**Work required:**
In the lines between the one holding "instance of olive" and the one holding "left=141, top=160, right=150, bottom=169", inclusive, rename "armchair" to "recliner" and leave everything else unchanged. Give only those lines.

-------- Material for this exercise

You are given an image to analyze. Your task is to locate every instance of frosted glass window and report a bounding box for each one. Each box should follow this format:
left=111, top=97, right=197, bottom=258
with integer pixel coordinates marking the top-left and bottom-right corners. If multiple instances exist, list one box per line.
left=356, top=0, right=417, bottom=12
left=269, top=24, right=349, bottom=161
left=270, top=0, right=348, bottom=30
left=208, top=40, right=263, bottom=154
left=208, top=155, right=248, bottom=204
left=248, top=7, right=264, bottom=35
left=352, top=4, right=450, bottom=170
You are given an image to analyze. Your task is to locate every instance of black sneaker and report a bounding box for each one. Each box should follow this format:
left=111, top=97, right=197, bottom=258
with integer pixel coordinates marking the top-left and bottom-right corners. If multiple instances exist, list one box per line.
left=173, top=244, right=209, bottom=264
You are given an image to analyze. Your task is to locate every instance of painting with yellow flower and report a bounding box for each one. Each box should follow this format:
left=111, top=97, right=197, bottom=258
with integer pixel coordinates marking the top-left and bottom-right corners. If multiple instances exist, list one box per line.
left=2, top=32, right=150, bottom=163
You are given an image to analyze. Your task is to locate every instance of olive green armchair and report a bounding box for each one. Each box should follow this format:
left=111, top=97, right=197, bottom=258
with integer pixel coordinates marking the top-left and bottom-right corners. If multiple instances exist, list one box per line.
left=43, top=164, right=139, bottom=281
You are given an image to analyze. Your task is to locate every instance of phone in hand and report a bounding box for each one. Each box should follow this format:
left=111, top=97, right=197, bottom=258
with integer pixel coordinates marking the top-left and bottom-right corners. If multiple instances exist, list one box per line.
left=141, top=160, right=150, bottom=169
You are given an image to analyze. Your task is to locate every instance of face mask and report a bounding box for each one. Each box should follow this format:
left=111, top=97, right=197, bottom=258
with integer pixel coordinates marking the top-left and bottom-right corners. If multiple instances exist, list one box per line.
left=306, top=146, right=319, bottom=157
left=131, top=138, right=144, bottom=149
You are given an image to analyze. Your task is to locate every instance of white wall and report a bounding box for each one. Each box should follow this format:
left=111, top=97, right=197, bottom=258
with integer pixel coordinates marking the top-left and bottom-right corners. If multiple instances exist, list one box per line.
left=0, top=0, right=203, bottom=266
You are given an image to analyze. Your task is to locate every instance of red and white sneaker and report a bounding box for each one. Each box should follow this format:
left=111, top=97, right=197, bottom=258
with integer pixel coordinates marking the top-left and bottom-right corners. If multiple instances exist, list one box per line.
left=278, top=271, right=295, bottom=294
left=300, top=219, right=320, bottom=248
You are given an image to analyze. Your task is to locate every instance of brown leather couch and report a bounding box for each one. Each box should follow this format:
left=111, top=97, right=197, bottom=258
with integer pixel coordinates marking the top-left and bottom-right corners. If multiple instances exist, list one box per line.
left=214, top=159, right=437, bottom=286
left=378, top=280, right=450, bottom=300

----------------
-------- Material for this exercise

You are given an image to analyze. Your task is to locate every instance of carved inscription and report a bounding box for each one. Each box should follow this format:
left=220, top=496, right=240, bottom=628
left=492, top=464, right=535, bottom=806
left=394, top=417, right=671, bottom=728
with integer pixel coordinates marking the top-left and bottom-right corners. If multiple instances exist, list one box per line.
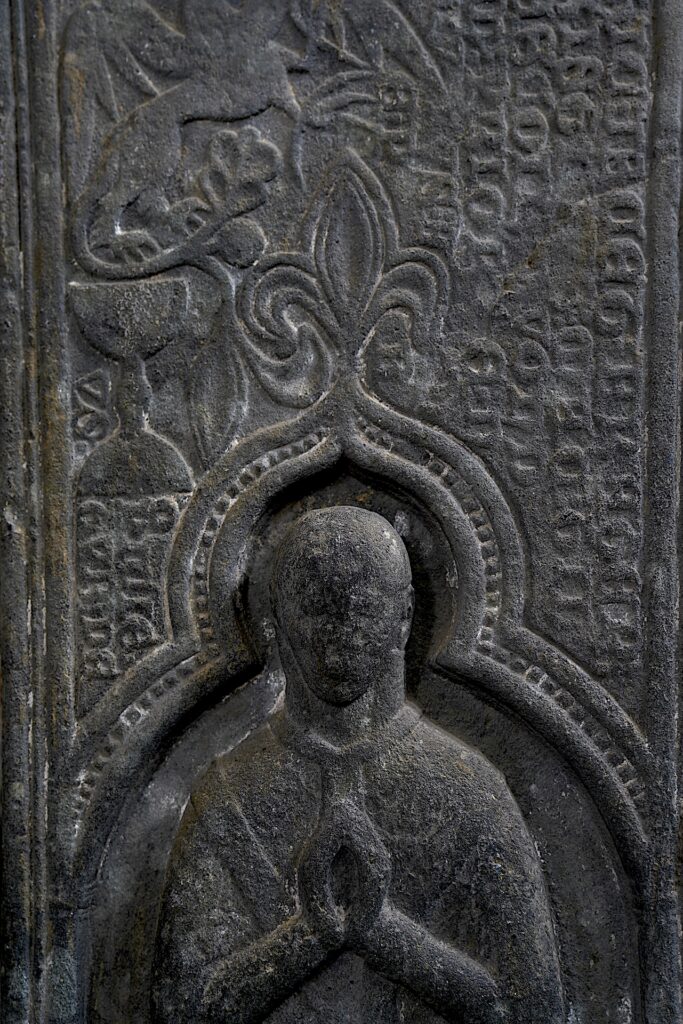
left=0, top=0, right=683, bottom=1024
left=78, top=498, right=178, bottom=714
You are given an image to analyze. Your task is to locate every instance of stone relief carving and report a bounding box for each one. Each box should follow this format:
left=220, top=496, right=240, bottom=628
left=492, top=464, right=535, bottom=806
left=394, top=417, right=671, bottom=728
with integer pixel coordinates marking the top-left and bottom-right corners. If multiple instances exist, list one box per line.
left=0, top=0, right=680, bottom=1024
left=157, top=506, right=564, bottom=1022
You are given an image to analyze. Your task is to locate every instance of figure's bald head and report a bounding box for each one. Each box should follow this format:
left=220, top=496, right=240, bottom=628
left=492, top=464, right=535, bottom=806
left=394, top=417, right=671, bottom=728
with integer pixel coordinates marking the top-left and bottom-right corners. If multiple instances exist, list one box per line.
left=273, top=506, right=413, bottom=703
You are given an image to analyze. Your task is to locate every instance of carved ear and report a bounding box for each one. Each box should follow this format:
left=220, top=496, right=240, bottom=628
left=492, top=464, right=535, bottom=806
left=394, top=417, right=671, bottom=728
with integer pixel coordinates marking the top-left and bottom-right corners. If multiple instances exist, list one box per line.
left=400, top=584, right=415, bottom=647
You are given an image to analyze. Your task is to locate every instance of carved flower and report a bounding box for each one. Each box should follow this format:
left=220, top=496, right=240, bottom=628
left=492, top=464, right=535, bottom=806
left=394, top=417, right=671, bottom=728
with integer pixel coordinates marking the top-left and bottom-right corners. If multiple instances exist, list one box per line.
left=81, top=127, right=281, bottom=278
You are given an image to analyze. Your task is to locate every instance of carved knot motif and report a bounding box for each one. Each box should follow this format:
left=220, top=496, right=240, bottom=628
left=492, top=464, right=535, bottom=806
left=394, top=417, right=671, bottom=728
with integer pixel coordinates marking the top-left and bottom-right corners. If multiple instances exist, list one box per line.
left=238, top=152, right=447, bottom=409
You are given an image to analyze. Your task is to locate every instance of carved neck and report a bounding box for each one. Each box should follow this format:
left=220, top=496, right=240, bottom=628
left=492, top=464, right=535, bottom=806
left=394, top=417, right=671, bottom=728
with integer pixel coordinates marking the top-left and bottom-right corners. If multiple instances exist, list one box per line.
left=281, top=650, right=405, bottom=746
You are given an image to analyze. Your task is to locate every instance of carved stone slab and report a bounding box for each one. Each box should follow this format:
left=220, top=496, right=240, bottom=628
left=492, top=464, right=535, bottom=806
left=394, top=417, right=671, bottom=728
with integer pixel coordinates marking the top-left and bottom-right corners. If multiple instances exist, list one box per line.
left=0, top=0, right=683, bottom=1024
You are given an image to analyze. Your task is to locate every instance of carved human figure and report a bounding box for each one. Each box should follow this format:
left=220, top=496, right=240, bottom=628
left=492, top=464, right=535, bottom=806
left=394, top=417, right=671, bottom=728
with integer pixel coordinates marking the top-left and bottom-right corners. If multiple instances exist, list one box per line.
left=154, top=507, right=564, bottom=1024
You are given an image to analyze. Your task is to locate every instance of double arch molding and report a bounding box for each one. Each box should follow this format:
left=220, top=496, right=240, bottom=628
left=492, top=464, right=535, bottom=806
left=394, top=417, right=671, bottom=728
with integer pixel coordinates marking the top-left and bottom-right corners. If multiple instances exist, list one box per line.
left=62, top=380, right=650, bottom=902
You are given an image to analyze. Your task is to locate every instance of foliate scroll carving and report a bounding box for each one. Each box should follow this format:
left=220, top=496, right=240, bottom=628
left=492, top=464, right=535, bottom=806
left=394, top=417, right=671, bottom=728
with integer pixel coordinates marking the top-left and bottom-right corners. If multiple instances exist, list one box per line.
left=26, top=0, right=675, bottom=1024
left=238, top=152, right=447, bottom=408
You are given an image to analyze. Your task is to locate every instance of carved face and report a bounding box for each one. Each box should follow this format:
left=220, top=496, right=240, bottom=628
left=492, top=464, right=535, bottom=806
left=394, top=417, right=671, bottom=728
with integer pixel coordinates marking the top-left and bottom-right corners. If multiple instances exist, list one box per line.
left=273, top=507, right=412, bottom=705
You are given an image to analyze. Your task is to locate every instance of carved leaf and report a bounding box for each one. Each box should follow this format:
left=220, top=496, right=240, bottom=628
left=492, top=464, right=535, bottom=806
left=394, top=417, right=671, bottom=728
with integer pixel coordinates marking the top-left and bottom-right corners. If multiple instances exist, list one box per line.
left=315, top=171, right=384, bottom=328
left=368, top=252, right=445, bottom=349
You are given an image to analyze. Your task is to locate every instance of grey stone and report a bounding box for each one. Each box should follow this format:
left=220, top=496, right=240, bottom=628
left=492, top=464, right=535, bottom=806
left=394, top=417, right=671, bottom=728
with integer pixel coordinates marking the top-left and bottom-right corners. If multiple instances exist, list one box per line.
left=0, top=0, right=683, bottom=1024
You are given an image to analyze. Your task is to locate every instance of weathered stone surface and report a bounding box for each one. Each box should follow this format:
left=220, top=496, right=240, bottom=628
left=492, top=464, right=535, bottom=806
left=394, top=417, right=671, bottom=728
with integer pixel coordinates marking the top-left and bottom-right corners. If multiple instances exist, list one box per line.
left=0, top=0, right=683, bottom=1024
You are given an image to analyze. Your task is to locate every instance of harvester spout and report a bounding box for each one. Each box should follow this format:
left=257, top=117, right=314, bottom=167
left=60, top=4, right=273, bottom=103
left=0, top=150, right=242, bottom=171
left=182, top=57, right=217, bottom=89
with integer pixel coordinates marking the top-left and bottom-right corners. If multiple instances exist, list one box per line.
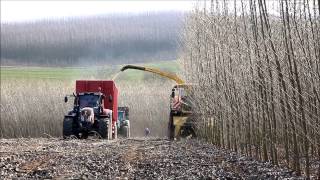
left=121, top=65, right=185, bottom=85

----------------
-------- Material for this exercise

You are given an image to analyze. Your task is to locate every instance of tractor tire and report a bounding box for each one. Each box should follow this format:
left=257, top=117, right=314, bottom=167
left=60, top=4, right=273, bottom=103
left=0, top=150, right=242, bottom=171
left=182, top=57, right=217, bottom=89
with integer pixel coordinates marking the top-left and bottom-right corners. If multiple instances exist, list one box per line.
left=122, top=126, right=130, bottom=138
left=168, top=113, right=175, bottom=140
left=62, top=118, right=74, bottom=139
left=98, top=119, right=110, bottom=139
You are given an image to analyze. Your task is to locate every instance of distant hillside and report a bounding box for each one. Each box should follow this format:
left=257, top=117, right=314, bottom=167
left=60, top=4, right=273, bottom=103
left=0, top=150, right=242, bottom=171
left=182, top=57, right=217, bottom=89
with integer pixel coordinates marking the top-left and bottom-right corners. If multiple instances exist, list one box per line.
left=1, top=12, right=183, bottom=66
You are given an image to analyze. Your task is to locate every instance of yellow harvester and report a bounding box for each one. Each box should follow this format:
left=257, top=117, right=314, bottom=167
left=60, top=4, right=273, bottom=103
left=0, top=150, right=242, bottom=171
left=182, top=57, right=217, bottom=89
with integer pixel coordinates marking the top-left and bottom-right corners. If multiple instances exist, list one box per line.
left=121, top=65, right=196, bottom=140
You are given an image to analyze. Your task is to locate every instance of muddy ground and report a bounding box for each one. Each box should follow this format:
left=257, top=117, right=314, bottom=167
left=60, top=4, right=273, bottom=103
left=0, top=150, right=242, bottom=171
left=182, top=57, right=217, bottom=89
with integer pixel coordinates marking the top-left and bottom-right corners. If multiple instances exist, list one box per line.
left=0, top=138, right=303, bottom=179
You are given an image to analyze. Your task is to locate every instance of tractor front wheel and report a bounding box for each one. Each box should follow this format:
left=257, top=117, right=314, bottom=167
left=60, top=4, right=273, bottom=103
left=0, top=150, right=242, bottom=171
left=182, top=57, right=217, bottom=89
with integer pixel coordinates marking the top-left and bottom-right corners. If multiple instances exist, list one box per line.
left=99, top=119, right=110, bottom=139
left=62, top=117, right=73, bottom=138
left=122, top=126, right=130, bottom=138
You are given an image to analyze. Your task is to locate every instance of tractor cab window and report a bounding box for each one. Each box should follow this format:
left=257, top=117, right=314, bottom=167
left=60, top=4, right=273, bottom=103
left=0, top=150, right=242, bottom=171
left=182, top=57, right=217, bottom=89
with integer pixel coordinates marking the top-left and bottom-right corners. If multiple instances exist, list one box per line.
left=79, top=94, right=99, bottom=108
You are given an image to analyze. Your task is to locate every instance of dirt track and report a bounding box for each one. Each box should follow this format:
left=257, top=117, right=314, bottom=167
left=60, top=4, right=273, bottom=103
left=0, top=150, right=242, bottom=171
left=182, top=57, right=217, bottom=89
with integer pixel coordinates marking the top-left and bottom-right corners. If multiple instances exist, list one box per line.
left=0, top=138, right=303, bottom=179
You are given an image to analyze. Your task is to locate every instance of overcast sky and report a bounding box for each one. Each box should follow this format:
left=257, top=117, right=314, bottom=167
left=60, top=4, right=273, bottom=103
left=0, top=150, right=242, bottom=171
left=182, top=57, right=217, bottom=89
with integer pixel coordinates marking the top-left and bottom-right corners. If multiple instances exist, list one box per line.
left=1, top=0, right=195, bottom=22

----------------

**Written answer:**
You are given an image to analyze. Your task is to locate every instance of olive green recliner and report a bounding box for each one. Each box should follow this format:
left=111, top=97, right=197, bottom=258
with integer pixel coordinates marking the top-left and bottom-right corners. If multiple instances exist, list one box per line.
left=43, top=164, right=139, bottom=281
You are given an image to analyze. Your task is to locate every instance of phone in hand and report a bounding box for each one. Each box should follow this format:
left=111, top=97, right=197, bottom=258
with integer pixel coordinates marking the top-left and bottom-right corners. If multiple instances exist, list one box per line.
left=141, top=160, right=150, bottom=169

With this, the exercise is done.